TASK TO COMPLETE: Render the data as a JSON list of strings with one string per line and no blank lines, starting at the beginning of the data and ending at the line that contains "[[584, 341]]".

## BEGIN DATA LISTING

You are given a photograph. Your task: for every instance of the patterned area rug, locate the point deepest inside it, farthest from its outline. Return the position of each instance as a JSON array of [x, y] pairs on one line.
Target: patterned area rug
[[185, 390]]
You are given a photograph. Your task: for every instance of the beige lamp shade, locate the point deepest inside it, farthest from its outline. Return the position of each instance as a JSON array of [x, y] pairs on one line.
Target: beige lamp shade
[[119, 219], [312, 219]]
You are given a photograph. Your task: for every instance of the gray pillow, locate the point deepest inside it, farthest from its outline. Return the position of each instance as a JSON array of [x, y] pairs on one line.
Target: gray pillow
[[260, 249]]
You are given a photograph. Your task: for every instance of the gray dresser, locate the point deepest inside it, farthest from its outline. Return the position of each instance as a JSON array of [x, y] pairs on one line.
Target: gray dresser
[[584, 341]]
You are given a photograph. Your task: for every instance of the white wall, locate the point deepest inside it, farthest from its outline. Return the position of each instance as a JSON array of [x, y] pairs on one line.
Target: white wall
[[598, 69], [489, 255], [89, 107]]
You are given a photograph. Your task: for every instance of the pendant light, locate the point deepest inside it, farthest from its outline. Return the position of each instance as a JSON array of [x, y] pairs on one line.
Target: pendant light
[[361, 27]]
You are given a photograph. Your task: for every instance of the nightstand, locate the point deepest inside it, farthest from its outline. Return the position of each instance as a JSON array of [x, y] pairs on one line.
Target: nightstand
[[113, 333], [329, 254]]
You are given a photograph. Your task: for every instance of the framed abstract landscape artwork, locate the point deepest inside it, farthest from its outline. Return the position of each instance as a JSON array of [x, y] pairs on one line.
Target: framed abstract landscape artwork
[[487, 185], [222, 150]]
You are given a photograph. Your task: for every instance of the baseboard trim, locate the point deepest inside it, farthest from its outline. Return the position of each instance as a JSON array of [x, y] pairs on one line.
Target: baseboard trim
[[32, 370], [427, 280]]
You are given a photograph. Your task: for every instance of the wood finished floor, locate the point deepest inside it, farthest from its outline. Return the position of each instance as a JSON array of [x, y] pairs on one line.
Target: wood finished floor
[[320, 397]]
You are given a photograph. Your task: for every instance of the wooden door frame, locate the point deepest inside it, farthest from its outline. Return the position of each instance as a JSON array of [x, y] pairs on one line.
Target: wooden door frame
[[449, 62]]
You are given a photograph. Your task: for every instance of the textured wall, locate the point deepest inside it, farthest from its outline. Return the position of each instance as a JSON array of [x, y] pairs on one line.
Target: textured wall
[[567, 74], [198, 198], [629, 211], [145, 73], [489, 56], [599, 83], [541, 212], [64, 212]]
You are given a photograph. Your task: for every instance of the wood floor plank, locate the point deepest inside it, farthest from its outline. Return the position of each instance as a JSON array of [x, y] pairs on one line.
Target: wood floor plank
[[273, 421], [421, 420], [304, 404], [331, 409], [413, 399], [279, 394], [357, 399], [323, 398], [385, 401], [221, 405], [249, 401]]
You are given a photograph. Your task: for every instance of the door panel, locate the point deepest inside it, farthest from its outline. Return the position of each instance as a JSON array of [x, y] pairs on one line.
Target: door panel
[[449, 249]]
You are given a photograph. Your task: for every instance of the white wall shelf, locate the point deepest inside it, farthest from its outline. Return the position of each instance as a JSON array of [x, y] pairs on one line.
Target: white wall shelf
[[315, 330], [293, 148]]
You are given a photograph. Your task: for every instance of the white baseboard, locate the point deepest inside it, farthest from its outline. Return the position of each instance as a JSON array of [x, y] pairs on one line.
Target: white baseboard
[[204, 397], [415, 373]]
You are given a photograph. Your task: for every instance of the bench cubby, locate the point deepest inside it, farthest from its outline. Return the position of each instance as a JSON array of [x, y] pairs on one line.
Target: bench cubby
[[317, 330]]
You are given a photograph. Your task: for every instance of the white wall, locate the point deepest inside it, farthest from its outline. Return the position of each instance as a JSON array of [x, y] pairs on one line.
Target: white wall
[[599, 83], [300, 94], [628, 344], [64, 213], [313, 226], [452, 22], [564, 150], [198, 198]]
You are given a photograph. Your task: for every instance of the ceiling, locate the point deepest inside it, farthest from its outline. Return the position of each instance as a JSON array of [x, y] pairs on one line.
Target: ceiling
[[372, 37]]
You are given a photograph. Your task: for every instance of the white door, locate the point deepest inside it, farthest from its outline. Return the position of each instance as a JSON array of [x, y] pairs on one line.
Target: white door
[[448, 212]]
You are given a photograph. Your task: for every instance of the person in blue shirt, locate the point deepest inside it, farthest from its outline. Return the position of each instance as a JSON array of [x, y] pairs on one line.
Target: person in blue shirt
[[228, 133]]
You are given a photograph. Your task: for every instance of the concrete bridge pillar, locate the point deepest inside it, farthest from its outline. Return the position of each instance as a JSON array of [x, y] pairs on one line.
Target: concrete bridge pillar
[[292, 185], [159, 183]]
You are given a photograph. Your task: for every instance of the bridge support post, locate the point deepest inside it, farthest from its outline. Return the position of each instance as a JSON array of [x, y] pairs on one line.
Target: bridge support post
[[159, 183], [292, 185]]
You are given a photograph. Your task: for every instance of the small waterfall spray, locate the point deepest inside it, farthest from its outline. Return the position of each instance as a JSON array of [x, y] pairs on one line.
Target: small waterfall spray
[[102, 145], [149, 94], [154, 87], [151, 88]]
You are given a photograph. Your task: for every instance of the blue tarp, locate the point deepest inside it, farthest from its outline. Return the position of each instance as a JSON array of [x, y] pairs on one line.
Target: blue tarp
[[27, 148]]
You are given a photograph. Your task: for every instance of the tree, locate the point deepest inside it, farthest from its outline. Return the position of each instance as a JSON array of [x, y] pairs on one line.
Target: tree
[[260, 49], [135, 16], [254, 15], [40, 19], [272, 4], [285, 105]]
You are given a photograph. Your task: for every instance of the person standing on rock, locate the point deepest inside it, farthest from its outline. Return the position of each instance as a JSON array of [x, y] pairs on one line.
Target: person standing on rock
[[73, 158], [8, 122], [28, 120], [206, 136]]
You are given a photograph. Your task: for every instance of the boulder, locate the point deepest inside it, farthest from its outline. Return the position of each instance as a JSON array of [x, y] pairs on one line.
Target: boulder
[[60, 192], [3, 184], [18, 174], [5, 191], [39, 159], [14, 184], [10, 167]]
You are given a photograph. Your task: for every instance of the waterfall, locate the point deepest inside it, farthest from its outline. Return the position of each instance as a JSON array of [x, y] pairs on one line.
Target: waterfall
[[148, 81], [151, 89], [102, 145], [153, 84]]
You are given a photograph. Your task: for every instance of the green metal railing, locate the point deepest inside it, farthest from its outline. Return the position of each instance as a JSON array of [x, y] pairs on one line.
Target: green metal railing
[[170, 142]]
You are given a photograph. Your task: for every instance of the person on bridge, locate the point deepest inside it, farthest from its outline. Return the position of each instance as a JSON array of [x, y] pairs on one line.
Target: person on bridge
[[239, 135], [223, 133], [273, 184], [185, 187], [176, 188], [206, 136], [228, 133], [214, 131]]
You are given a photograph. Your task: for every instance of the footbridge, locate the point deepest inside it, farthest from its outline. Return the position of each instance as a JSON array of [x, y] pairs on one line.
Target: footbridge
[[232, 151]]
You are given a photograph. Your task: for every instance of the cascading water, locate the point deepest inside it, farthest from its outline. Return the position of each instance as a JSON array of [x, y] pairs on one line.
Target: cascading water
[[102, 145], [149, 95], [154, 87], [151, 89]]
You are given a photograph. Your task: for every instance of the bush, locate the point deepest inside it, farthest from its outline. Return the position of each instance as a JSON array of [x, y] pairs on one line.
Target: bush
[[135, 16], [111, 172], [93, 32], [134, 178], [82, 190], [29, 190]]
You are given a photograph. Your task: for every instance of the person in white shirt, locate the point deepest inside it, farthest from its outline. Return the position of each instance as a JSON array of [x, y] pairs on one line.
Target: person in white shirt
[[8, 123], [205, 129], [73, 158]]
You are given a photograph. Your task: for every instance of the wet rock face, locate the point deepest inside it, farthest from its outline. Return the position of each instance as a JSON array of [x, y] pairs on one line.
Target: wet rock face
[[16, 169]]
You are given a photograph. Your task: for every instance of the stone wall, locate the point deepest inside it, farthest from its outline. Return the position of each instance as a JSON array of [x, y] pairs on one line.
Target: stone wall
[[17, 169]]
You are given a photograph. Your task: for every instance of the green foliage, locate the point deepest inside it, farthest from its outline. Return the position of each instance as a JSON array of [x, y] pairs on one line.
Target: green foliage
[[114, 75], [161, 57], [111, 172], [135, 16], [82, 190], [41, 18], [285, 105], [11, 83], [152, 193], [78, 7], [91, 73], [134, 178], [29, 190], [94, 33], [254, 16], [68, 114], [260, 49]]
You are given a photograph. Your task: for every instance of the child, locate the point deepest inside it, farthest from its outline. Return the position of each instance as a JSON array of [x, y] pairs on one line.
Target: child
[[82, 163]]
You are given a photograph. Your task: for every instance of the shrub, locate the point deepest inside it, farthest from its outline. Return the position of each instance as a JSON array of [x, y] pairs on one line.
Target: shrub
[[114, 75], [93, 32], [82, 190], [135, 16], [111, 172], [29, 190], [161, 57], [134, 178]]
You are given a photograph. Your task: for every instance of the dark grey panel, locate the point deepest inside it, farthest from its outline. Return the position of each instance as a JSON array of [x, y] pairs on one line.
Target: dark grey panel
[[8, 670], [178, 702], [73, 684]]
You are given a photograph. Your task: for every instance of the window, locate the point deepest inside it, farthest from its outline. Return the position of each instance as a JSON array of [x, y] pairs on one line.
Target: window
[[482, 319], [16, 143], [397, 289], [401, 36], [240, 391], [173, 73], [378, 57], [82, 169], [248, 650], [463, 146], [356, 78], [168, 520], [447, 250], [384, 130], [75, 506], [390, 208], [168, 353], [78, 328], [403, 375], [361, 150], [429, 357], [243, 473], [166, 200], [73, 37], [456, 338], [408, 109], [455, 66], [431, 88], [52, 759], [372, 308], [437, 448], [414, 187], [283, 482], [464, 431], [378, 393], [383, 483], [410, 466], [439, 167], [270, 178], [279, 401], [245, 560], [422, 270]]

## END DATA LISTING

RESULT:
[
  "You are given a photograph. Your task: for every instance of the patterned area rug, locate the point deepest inside it, farthest from its outline. Return the position of each instance as a JSON array of [x, y] pairs on one line.",
  "Target: patterned area rug",
  "[[185, 390]]",
  "You are given a photograph. Your task: for every instance of the beige lamp shade, locate the point deepest inside it, farthest from its outline. Return the position of each instance as a JSON array of [x, y] pairs on one line.",
  "Target: beige lamp shade",
  "[[119, 219], [312, 219]]",
  "You are given a photograph. Your task: for every instance of the gray pillow, locate the point deepest inside it, farthest from its outline. Return the position of each instance as a JSON array of [x, y] pairs on one line.",
  "Target: gray pillow",
  "[[260, 249]]",
  "You are given a photograph. Your task: for every instance of the gray dresser, locate the point deepest inside it, farthest from its outline. Return the position of each instance as a JSON array of [x, y] pairs on one line.",
  "Target: gray dresser",
  "[[584, 341]]"
]